Recorded data »
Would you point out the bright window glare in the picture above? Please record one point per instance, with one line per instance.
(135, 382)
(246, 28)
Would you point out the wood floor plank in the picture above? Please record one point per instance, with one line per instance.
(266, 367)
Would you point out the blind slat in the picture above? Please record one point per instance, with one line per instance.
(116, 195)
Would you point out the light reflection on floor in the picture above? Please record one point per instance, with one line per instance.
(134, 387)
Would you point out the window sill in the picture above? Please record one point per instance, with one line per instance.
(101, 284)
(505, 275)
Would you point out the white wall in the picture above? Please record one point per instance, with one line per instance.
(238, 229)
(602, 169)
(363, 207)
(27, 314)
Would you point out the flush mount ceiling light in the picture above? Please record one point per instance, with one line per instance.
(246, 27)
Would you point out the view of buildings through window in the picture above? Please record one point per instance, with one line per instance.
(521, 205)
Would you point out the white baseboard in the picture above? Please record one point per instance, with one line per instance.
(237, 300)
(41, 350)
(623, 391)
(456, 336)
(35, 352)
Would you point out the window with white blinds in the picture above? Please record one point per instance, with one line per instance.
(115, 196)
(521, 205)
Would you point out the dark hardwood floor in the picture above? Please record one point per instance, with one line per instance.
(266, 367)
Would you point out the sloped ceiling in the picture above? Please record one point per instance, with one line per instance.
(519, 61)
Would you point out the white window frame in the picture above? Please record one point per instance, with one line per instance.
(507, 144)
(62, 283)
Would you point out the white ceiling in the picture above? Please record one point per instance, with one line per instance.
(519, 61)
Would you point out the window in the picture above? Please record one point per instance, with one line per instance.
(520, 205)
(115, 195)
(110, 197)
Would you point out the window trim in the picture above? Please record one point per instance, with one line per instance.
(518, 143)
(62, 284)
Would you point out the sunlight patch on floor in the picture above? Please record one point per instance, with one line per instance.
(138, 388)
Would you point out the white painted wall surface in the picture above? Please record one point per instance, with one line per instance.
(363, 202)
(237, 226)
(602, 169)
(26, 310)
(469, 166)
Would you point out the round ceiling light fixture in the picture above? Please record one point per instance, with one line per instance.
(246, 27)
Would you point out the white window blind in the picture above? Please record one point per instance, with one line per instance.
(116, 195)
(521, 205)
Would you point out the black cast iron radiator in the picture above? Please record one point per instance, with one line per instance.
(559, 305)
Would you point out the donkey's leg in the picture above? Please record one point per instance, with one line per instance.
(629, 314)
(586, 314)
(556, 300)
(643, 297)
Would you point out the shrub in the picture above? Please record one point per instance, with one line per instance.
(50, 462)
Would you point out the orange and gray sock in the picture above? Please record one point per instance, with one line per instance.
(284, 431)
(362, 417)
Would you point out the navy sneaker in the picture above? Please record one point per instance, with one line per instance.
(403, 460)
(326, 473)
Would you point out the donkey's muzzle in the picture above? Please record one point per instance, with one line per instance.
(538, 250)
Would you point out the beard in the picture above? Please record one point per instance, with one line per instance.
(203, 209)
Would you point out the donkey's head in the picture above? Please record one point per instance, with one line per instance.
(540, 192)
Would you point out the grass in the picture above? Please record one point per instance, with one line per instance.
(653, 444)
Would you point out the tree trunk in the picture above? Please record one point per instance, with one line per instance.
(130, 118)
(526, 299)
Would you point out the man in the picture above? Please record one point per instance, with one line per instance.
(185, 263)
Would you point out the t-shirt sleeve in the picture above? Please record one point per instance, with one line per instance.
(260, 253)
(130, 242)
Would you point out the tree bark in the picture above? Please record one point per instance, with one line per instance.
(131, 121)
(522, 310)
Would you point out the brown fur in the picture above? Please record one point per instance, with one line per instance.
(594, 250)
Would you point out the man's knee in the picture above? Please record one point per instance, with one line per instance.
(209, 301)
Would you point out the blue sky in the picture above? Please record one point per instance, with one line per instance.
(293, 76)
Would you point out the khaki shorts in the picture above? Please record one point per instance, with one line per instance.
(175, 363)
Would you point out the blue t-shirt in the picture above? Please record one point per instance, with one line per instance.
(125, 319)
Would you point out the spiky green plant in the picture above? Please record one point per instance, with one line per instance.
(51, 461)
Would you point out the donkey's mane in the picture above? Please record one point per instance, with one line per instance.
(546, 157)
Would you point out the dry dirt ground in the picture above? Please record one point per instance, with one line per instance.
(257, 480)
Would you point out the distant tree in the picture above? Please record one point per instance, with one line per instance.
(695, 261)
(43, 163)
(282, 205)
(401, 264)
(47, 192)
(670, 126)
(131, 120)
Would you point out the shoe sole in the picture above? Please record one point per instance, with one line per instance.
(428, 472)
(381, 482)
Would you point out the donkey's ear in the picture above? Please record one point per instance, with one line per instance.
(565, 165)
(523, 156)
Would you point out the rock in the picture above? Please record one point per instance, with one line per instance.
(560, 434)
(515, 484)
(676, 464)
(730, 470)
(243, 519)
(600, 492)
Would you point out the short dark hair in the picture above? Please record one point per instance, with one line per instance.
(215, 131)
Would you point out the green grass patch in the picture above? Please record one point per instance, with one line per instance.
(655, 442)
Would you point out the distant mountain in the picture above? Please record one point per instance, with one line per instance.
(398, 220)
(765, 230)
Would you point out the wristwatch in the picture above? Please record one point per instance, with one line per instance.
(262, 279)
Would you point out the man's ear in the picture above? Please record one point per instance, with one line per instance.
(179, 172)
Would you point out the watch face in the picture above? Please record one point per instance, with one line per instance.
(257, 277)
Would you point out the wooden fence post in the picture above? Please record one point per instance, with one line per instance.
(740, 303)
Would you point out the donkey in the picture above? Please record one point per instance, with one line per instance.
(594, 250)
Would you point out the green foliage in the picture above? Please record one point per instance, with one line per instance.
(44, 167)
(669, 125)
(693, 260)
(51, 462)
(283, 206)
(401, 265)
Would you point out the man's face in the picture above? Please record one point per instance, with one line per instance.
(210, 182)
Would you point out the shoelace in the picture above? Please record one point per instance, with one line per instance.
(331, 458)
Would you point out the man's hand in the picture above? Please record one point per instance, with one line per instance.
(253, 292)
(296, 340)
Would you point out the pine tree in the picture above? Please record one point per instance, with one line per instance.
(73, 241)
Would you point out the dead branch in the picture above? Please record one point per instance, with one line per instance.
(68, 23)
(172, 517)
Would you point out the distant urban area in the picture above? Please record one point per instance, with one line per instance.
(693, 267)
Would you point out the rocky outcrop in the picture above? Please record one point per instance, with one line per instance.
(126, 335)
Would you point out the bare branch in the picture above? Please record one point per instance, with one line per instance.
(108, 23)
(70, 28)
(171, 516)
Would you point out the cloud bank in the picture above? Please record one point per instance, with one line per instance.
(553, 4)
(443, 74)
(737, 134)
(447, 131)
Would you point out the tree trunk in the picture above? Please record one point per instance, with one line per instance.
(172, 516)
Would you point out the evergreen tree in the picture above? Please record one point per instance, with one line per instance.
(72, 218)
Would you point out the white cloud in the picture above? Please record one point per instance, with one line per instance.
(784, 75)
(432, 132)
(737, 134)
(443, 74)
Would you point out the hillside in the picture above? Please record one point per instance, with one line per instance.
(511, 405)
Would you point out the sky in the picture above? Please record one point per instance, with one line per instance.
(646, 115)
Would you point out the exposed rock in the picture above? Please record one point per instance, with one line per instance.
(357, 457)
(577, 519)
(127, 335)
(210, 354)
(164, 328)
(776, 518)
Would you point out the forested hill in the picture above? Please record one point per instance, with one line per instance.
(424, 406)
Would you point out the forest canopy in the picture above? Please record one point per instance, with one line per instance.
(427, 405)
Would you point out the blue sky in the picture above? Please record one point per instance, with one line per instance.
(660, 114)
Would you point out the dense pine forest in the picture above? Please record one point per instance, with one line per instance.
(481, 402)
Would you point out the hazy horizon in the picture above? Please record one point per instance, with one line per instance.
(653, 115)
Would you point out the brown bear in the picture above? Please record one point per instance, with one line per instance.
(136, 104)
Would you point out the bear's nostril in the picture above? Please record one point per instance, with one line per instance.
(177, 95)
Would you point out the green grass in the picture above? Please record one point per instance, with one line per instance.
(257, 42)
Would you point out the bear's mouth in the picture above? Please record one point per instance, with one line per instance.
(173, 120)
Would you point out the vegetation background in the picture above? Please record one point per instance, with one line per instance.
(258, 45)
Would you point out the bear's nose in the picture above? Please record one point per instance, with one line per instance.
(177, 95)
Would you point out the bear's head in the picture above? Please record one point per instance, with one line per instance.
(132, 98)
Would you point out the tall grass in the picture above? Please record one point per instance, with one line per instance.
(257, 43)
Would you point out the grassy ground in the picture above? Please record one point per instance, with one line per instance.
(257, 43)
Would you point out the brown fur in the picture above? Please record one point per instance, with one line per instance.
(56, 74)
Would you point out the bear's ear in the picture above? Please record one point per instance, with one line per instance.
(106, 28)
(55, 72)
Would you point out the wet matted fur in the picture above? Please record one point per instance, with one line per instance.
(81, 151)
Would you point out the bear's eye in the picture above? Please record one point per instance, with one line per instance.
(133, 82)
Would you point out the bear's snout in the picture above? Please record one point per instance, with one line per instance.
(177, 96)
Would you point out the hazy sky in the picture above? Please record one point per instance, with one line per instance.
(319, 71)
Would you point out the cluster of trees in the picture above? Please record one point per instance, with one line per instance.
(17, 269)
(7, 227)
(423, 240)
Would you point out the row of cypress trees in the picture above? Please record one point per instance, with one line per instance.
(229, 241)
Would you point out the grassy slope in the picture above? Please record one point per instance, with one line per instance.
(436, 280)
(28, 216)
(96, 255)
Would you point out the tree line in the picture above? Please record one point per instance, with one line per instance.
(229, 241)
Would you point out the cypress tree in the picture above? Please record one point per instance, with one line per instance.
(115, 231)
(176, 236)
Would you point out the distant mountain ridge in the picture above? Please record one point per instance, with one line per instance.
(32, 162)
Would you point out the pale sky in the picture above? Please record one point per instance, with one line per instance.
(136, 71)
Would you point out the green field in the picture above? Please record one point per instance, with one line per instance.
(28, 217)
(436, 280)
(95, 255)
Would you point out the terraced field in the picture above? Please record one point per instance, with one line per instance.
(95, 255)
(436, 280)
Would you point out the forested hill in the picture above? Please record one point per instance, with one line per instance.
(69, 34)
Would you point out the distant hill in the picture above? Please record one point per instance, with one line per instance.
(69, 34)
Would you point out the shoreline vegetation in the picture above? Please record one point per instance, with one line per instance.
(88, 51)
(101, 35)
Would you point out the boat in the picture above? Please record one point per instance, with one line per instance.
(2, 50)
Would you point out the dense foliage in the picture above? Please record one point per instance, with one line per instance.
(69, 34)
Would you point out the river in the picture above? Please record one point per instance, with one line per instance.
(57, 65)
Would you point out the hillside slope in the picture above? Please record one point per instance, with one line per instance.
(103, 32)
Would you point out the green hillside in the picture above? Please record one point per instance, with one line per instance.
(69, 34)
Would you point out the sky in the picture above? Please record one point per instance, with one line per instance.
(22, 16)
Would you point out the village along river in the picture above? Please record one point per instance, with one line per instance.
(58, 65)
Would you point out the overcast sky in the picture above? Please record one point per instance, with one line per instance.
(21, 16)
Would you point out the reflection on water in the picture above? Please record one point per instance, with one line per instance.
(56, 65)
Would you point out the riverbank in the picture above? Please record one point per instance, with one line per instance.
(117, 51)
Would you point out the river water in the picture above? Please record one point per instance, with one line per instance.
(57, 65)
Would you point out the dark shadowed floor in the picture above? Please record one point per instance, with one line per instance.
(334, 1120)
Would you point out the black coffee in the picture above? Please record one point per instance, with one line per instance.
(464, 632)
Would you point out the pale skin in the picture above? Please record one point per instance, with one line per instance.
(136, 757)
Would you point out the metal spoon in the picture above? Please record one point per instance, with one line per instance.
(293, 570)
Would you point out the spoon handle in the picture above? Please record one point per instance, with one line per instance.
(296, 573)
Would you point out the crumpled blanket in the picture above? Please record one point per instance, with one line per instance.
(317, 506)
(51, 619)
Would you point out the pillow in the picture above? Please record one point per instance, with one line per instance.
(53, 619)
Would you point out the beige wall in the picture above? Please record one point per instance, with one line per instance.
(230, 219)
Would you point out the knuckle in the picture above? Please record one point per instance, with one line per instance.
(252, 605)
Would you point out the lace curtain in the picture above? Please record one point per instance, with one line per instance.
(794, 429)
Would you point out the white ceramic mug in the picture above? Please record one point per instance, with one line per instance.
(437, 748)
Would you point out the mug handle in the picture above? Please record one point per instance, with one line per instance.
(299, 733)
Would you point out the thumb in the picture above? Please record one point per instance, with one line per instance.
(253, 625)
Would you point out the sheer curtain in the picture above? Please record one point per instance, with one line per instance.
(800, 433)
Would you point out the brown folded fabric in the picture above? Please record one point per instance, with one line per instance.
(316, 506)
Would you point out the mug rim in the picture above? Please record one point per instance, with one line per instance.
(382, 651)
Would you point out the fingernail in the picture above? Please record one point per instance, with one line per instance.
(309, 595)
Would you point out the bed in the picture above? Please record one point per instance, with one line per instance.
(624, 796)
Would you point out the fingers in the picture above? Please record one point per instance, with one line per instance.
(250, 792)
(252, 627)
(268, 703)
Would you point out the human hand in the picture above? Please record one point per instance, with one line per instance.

What the task asks » Print the line that contains "Would you point out the crumpled", then every later line of the entries above up to and including the last, all exactly as written.

Written answer »
Would you point out the crumpled blanket in the picture above? Please record one point per instance, with one line per instance.
(317, 506)
(51, 619)
Would you point out the pillow in the picture above? Please record one point per instance, with one line per instance.
(53, 619)
Would you point out the beige wall in the picture above? Please record one point per instance, with one line per instance.
(230, 219)
Would you point out the knuckle in the picture above? Please record one point per instance, with one line per instance.
(252, 605)
Would you point out the lace curtain in the picture above? Please record one point per instance, with one line per instance.
(794, 429)
Would you point out the white ceramic mug in the picture above? Please record one point per instance, with one line per instance.
(437, 748)
Would you point out the mug handle in the picture above? Please record one point per instance, with one line per instance.
(299, 733)
Would you point out the thumb in the picture above? Please record one point per instance, with one line per instance.
(253, 625)
Would you point out the sheer curtain in the picture above? Please record one point per instance, with one line per instance.
(800, 433)
Would you point out the brown folded fabric in the picture above? Please record one point per instance, with one line per instance.
(316, 506)
Would you point out the mug rim in the picture above? Please record one point per instance, with one line per instance.
(382, 651)
Would you point out the fingernail in the picture above? Please record one point per instance, with one line per instance.
(309, 595)
Would you point out the bed in the picture above? Please record one point per instance, with one line per instance.
(624, 796)
Would you point out the fingers in the picture above? Please record one point per instance, with one line per instance.
(250, 792)
(252, 627)
(268, 703)
Would you point out the human hand in the picture above? Please record one point per instance, with one line per instance.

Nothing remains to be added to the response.